→ Exercise instructions
Starting with the line that mentions "Where can you see the case", repeat each line verbatim until the entries end, both ends included.

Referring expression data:

________________________________________

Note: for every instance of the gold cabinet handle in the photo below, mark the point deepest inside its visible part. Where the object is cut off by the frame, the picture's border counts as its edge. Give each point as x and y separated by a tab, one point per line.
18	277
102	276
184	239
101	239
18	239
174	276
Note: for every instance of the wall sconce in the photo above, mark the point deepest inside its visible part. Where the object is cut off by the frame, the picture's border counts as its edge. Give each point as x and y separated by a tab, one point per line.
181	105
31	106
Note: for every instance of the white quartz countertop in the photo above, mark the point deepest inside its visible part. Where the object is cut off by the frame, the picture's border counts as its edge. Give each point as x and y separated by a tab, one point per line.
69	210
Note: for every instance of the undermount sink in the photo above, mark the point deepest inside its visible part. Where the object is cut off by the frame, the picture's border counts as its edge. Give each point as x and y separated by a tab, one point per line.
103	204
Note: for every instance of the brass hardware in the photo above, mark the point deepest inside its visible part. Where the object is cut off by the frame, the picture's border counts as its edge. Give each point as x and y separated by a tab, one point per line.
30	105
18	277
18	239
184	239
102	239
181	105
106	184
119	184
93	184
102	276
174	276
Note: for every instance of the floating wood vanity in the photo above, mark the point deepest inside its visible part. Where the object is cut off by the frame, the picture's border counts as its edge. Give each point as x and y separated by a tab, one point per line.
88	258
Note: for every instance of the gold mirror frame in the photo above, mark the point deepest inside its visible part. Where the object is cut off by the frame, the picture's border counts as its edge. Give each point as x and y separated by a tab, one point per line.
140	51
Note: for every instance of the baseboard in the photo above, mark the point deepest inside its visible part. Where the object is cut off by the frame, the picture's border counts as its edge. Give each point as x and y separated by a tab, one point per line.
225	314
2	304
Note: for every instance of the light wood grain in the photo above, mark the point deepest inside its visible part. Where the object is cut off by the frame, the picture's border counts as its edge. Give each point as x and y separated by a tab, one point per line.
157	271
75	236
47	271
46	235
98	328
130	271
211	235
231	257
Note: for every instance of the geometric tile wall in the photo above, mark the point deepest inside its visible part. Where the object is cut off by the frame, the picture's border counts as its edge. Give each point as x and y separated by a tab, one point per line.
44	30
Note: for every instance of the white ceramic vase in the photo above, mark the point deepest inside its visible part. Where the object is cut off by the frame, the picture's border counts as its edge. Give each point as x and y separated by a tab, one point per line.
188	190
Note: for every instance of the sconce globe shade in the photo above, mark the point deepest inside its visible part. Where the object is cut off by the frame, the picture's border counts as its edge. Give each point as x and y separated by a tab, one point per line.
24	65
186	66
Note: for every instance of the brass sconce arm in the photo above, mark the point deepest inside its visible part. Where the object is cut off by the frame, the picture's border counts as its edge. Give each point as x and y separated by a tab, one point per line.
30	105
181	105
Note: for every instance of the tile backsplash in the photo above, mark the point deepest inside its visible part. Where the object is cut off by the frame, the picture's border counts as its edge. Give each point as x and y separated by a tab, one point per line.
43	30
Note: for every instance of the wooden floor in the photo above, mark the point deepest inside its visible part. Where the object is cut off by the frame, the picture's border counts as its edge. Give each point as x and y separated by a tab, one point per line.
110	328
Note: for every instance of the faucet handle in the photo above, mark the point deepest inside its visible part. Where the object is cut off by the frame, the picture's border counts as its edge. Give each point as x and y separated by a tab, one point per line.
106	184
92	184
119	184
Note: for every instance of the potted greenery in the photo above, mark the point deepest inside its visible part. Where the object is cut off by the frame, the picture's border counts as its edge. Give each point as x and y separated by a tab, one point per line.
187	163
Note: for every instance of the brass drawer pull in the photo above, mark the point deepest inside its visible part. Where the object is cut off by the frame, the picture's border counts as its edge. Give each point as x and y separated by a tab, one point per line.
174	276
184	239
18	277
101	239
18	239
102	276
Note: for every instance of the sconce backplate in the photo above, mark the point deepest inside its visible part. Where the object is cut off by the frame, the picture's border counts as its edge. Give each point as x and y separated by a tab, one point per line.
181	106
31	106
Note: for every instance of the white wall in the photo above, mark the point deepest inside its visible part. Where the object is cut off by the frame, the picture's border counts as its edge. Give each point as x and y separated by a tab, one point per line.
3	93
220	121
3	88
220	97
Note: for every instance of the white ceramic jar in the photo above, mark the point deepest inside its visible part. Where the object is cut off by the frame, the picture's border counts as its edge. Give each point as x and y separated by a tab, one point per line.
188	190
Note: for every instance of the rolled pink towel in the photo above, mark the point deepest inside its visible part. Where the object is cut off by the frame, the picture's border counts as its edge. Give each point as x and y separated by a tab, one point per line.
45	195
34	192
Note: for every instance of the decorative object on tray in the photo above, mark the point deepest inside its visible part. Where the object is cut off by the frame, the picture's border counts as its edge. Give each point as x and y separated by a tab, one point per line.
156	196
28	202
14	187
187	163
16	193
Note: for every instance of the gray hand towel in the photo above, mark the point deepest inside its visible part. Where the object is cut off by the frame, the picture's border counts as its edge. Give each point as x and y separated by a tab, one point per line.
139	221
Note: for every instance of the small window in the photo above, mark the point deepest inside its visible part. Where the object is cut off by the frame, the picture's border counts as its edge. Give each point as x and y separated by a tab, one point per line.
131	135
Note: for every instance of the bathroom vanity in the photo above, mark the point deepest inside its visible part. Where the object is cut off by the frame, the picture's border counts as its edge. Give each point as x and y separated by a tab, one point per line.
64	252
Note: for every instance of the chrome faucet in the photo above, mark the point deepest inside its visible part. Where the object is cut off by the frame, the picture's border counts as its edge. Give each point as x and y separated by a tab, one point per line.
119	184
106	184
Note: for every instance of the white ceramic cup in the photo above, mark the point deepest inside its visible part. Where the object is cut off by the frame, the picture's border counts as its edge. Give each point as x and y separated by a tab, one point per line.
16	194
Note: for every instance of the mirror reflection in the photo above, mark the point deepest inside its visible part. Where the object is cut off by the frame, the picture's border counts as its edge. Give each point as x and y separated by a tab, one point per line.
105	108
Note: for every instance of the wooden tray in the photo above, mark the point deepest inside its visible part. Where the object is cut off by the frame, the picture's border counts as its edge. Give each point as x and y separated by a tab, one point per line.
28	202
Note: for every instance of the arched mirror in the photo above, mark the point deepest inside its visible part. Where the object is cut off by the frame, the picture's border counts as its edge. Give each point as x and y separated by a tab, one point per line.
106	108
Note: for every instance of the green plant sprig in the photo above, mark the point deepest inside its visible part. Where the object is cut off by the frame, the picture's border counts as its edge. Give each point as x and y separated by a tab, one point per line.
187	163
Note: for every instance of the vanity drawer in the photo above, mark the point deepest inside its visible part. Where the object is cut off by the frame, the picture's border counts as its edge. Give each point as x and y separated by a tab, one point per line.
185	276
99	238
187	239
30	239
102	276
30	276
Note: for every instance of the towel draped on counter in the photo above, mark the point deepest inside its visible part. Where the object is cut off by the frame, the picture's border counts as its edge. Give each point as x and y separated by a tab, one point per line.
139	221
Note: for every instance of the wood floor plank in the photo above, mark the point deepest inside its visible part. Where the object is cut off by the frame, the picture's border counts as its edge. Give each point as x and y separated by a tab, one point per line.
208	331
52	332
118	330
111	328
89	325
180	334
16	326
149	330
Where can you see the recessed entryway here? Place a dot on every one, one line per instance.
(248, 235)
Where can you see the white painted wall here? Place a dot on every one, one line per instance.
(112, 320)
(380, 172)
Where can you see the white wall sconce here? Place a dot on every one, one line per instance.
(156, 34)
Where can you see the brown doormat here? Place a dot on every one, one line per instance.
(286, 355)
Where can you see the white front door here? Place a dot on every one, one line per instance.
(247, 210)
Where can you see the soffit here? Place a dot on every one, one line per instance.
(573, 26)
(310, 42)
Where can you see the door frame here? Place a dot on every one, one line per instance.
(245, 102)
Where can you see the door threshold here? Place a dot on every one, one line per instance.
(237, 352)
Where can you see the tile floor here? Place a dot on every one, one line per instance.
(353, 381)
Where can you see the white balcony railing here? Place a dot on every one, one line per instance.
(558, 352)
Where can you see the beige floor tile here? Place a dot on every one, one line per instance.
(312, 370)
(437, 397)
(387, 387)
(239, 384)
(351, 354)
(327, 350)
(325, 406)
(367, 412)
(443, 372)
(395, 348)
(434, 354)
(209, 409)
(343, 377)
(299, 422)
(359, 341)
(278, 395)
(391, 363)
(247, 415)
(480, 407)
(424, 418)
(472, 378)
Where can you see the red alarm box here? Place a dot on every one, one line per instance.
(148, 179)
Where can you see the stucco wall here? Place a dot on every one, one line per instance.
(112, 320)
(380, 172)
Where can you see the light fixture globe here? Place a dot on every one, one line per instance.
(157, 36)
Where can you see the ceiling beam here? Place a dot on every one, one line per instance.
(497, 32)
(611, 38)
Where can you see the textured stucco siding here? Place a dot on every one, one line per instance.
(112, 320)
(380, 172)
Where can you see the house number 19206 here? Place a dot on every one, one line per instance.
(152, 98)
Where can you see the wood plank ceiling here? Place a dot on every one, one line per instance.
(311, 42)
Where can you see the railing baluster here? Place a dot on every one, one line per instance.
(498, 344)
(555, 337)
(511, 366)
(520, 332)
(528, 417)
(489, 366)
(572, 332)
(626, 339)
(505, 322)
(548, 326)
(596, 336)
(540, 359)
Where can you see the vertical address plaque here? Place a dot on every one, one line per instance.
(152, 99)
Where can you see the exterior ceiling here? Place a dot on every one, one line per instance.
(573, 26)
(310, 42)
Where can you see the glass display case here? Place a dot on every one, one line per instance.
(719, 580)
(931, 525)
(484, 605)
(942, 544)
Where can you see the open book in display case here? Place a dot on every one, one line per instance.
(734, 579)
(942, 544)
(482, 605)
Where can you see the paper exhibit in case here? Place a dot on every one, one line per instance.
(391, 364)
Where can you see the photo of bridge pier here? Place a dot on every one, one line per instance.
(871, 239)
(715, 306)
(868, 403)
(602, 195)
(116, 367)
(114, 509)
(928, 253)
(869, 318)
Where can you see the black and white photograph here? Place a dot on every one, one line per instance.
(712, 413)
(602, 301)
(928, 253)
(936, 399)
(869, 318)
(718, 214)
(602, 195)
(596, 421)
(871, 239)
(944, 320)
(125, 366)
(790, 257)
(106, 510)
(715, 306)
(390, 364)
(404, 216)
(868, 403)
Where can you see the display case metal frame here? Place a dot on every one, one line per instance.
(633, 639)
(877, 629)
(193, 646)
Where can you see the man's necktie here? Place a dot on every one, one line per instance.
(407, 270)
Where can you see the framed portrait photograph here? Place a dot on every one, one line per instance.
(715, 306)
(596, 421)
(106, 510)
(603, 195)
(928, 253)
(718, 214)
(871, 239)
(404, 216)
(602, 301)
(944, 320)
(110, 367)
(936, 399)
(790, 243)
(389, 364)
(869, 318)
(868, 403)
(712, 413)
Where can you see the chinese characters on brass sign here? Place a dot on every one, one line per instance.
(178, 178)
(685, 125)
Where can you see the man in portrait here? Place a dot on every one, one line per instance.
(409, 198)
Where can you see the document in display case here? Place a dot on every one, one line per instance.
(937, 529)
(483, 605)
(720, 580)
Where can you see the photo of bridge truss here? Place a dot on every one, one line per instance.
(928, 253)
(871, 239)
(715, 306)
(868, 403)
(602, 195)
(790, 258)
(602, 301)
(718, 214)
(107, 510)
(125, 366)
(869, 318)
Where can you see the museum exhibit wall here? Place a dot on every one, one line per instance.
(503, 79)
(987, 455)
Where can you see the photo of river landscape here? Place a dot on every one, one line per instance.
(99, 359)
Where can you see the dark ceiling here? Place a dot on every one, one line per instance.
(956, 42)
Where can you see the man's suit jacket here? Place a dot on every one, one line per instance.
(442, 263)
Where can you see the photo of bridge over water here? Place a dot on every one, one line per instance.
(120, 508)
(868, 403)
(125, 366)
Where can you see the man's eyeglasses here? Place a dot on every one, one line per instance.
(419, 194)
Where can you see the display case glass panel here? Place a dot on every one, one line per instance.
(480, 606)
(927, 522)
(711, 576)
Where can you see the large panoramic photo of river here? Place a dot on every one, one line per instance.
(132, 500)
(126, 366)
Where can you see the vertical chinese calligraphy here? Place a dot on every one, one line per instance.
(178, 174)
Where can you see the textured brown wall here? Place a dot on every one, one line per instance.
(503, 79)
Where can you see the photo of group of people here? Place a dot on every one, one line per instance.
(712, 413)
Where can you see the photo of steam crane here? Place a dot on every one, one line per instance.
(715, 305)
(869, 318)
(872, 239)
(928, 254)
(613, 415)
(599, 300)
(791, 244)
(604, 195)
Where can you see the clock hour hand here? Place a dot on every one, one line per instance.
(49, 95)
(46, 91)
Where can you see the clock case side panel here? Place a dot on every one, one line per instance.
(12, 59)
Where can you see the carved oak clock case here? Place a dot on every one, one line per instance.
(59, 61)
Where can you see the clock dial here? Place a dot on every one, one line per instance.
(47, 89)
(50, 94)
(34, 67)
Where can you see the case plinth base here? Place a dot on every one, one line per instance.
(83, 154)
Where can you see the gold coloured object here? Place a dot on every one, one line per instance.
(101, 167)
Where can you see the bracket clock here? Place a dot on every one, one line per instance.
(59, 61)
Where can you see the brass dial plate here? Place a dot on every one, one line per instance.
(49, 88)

________________________________________

→ Exercise answer
Where can you see the case plinth base here? Place a dot on every one, one line per instance.
(83, 154)
Where can you see the gold coloured object here? Place a dot on every one, one line per instance.
(101, 167)
Where can you see the bracket clock here? Place a dot on every one, one line per instance.
(59, 61)
Where can you see the brass dial plate here? Place a dot on every one, one line per instance.
(49, 88)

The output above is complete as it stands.